WHAT THE EXERCISE ASKS
Would you please copy every line from the records that contains the word "bare"?

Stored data

# # # #

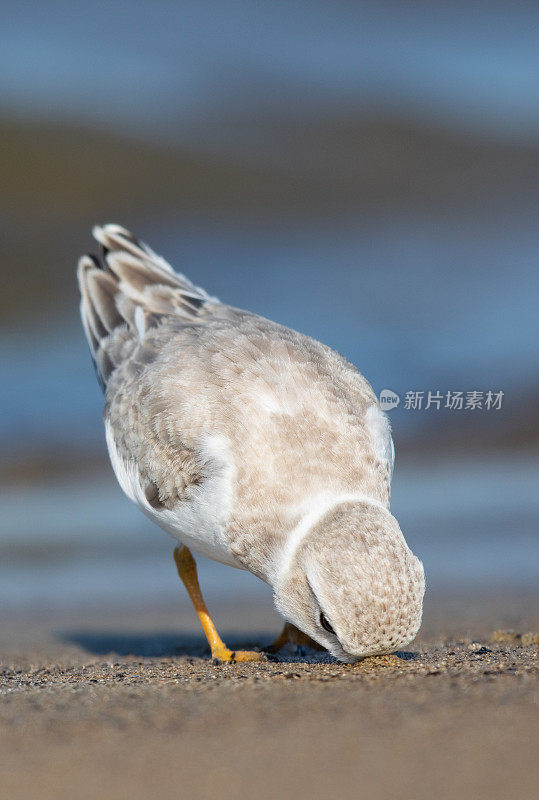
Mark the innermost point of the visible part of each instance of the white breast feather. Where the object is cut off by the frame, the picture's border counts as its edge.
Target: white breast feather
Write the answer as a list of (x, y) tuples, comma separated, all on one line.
[(380, 431), (198, 521)]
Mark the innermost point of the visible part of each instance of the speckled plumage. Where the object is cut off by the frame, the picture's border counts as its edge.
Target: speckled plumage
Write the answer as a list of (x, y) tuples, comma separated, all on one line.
[(228, 430)]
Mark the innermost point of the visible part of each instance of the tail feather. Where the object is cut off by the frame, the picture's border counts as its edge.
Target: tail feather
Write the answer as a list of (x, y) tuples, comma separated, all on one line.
[(126, 292)]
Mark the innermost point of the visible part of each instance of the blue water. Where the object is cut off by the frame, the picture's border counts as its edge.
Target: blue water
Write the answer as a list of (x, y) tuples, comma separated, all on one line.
[(473, 523), (414, 305), (189, 70)]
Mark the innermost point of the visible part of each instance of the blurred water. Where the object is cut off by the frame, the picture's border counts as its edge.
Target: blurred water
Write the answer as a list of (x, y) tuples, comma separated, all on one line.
[(172, 69), (410, 303), (473, 523)]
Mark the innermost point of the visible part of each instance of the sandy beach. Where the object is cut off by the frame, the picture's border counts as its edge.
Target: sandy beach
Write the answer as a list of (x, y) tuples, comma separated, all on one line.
[(128, 704)]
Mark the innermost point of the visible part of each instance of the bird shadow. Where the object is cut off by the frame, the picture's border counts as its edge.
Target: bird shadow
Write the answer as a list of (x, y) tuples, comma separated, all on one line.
[(168, 644), (159, 644)]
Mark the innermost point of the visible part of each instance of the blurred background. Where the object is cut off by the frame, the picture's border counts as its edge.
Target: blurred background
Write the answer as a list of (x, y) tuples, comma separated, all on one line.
[(364, 172)]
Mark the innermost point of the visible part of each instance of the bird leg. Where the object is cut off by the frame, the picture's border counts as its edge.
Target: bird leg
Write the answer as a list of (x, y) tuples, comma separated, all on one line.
[(187, 570), (292, 635)]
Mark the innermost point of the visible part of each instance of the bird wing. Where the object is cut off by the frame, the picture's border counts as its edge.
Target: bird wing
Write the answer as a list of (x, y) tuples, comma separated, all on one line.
[(127, 292)]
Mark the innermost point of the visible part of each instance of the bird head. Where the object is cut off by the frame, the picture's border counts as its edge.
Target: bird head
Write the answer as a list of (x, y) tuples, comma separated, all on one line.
[(352, 583)]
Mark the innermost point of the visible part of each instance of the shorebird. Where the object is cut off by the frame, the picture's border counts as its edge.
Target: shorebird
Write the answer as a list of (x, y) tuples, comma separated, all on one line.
[(254, 445)]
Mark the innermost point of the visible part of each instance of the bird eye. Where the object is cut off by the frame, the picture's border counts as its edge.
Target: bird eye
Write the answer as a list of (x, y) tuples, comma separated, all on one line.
[(324, 622)]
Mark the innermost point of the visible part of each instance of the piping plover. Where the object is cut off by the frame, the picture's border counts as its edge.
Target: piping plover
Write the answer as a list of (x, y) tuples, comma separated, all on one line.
[(254, 445)]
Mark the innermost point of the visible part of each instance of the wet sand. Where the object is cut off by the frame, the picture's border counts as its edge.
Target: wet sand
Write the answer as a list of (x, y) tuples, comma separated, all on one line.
[(129, 705)]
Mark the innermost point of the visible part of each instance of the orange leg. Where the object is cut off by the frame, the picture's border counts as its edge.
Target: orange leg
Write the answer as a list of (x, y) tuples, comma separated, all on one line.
[(292, 635), (187, 570)]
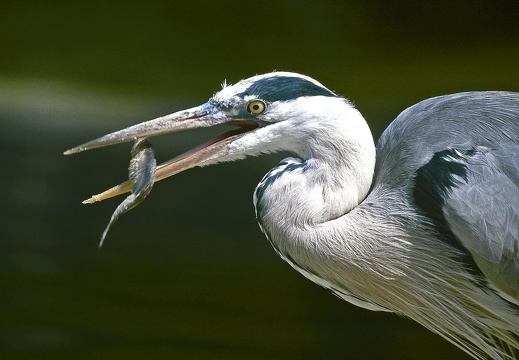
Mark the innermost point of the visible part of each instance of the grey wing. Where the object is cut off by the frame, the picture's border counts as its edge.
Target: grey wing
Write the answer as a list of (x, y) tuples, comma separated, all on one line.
[(482, 210)]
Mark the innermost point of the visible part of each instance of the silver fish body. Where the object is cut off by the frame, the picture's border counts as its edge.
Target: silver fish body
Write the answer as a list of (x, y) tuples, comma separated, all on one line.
[(141, 174)]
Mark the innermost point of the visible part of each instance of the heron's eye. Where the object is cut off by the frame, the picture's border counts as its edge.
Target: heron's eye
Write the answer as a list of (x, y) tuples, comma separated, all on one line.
[(256, 107)]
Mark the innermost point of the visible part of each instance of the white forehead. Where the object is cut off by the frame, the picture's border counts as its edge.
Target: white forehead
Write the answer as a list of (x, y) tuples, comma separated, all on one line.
[(228, 92)]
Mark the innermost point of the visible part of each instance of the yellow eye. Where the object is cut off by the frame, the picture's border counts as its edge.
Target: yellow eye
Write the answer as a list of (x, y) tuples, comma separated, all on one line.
[(256, 107)]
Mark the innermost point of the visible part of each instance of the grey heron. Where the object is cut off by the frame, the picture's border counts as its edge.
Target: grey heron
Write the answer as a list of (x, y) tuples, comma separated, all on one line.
[(425, 224)]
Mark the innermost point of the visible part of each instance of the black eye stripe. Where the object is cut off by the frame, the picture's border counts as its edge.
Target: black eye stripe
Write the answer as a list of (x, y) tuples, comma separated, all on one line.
[(284, 88)]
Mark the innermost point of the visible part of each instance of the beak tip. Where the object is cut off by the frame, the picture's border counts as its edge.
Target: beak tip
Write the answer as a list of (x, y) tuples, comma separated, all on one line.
[(73, 151)]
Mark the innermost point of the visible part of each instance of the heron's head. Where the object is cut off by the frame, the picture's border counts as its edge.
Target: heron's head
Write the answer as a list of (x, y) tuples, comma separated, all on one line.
[(279, 111)]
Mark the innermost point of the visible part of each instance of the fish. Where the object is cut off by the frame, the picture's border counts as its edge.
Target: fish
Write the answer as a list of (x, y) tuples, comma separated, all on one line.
[(141, 175)]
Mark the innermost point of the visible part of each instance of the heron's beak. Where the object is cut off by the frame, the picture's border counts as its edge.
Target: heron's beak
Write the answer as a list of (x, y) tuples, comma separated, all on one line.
[(198, 117)]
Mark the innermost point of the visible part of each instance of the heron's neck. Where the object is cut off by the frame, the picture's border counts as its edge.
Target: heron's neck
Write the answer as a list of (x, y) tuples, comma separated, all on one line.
[(333, 176)]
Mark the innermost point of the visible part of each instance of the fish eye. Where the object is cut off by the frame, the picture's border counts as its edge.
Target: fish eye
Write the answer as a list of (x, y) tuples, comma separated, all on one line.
[(256, 107)]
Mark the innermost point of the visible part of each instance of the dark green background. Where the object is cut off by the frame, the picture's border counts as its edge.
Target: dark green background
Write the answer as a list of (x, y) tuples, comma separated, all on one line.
[(188, 274)]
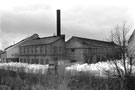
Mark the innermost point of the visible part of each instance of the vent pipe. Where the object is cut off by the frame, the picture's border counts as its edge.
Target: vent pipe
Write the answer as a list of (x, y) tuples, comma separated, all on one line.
[(58, 23)]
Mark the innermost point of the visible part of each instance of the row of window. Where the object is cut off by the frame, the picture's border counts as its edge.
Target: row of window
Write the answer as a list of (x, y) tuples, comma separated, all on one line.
[(34, 50), (34, 61), (41, 50)]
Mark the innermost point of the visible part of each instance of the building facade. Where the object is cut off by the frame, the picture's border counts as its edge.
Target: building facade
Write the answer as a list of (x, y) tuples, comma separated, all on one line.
[(43, 50), (131, 46), (90, 51)]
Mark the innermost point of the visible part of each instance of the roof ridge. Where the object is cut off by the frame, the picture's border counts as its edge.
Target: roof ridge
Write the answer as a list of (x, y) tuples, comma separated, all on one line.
[(90, 39)]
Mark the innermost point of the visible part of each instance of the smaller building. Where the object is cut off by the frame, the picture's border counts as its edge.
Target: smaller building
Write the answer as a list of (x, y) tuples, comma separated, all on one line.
[(44, 50), (11, 53), (90, 51)]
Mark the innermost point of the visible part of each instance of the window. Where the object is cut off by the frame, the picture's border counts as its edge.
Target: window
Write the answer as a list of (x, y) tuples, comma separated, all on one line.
[(24, 50), (72, 50), (47, 61)]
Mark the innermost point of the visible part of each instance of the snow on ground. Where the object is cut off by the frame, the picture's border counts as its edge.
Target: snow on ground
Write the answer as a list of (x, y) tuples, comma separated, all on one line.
[(100, 68), (28, 68)]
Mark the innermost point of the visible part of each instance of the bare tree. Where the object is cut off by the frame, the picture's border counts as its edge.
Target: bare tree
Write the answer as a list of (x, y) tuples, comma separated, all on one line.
[(119, 35)]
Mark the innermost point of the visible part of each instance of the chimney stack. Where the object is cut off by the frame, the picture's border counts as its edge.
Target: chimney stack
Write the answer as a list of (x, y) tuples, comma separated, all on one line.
[(58, 23)]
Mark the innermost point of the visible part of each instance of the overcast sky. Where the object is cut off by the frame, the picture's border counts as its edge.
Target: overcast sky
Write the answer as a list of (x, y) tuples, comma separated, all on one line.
[(85, 18)]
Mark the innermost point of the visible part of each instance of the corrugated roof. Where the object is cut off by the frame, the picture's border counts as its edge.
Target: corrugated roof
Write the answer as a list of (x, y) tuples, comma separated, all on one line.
[(44, 40), (89, 41)]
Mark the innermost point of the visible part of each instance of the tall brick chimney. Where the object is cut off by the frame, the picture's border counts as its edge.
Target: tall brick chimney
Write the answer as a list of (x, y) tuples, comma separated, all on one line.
[(58, 23)]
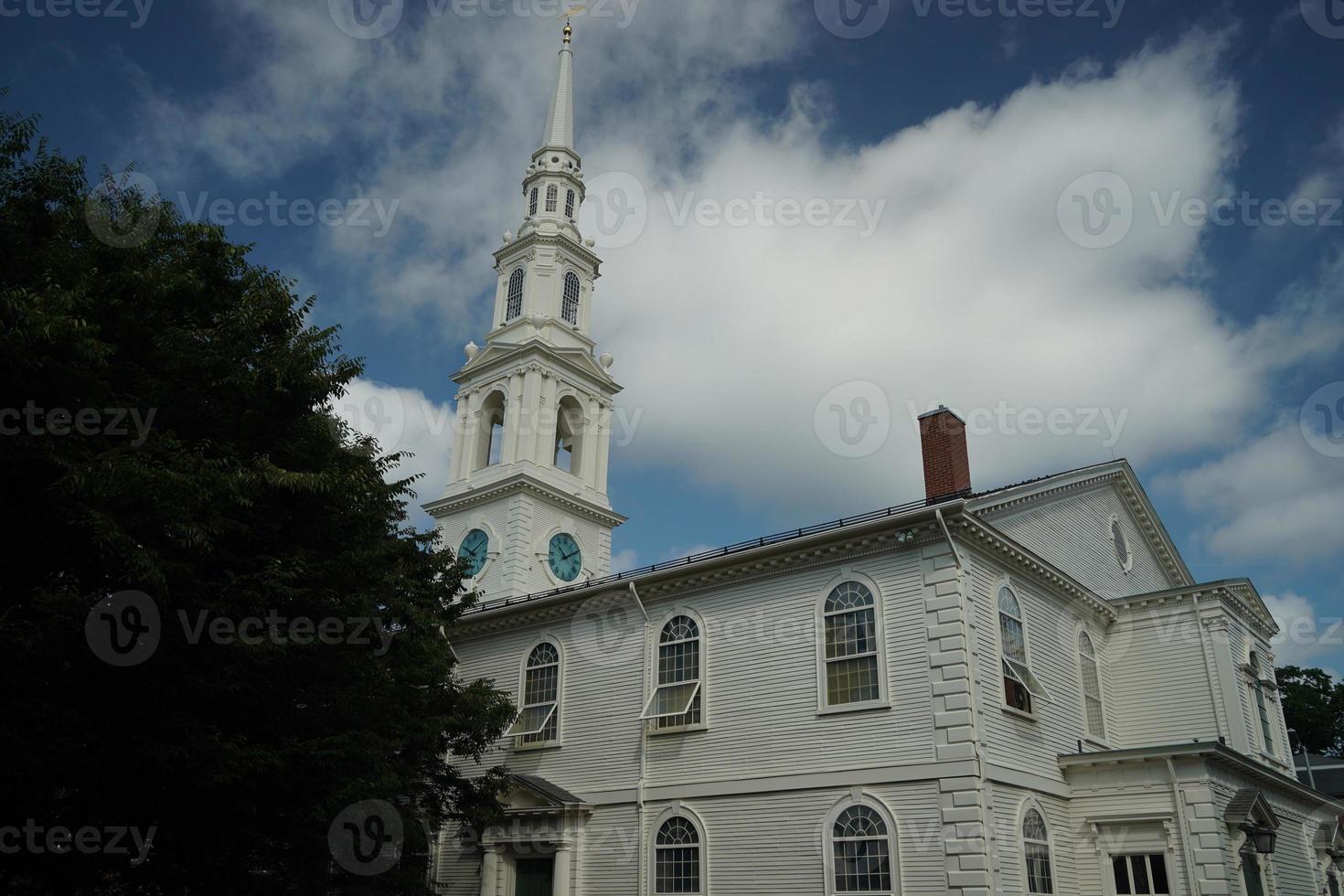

# # # #

TASK RESULT
Mark the innermost point of the visible part of each instance of the bare tree. Where the object is cut off by the frame, the picture's border counts as its edge.
Target: bare tree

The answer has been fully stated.